Locate every line in the data below that contains the word "Assume". Reproduce each such line in full.
** Start **
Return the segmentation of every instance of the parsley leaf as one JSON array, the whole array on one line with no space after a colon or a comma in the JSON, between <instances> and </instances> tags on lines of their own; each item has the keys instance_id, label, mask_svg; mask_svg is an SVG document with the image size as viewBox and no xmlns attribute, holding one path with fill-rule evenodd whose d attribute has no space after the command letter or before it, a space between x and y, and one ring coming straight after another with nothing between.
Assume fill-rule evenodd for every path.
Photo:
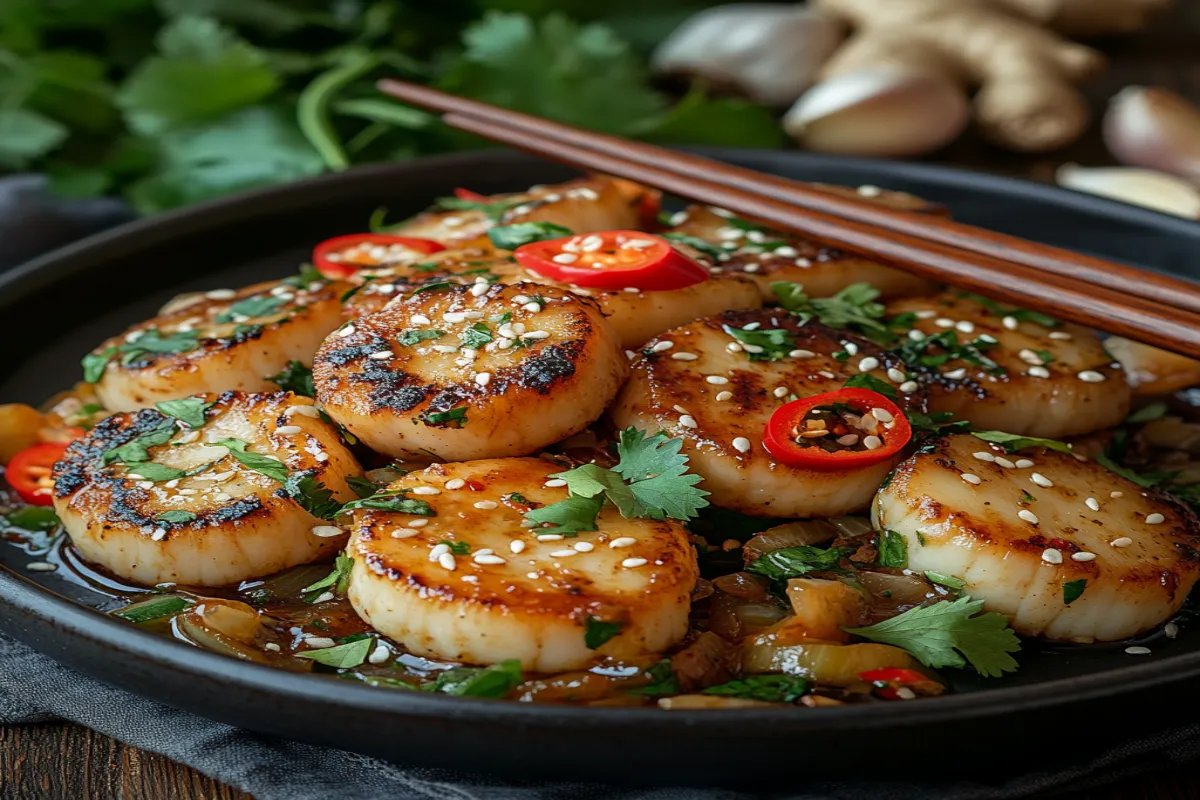
<instances>
[{"instance_id":1,"label":"parsley leaf","mask_svg":"<svg viewBox=\"0 0 1200 800\"><path fill-rule=\"evenodd\" d=\"M871 642L902 648L934 669L965 667L970 662L980 675L998 678L1016 669L1016 661L1009 654L1020 650L1021 643L1008 627L1007 616L980 613L982 609L982 600L960 597L918 606L869 627L845 630Z\"/></svg>"},{"instance_id":2,"label":"parsley leaf","mask_svg":"<svg viewBox=\"0 0 1200 800\"><path fill-rule=\"evenodd\" d=\"M620 628L623 627L625 627L624 622L606 622L599 616L588 616L588 621L583 628L583 645L588 650L595 650L620 633Z\"/></svg>"},{"instance_id":3,"label":"parsley leaf","mask_svg":"<svg viewBox=\"0 0 1200 800\"><path fill-rule=\"evenodd\" d=\"M556 225L552 222L517 222L511 225L488 228L487 237L500 249L516 249L535 241L570 236L571 233L570 228Z\"/></svg>"},{"instance_id":4,"label":"parsley leaf","mask_svg":"<svg viewBox=\"0 0 1200 800\"><path fill-rule=\"evenodd\" d=\"M182 399L155 403L155 408L167 416L175 417L190 428L203 428L204 413L215 404L216 403L205 403L199 397L185 397Z\"/></svg>"},{"instance_id":5,"label":"parsley leaf","mask_svg":"<svg viewBox=\"0 0 1200 800\"><path fill-rule=\"evenodd\" d=\"M312 369L299 361L288 361L283 369L268 378L268 380L278 385L286 392L294 392L301 397L317 396L317 387L312 383Z\"/></svg>"},{"instance_id":6,"label":"parsley leaf","mask_svg":"<svg viewBox=\"0 0 1200 800\"><path fill-rule=\"evenodd\" d=\"M740 697L766 703L794 703L809 692L809 681L797 675L746 675L742 680L702 688L702 694Z\"/></svg>"}]
</instances>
** End **
→ TASK SOLUTION:
Assume fill-rule evenodd for every path.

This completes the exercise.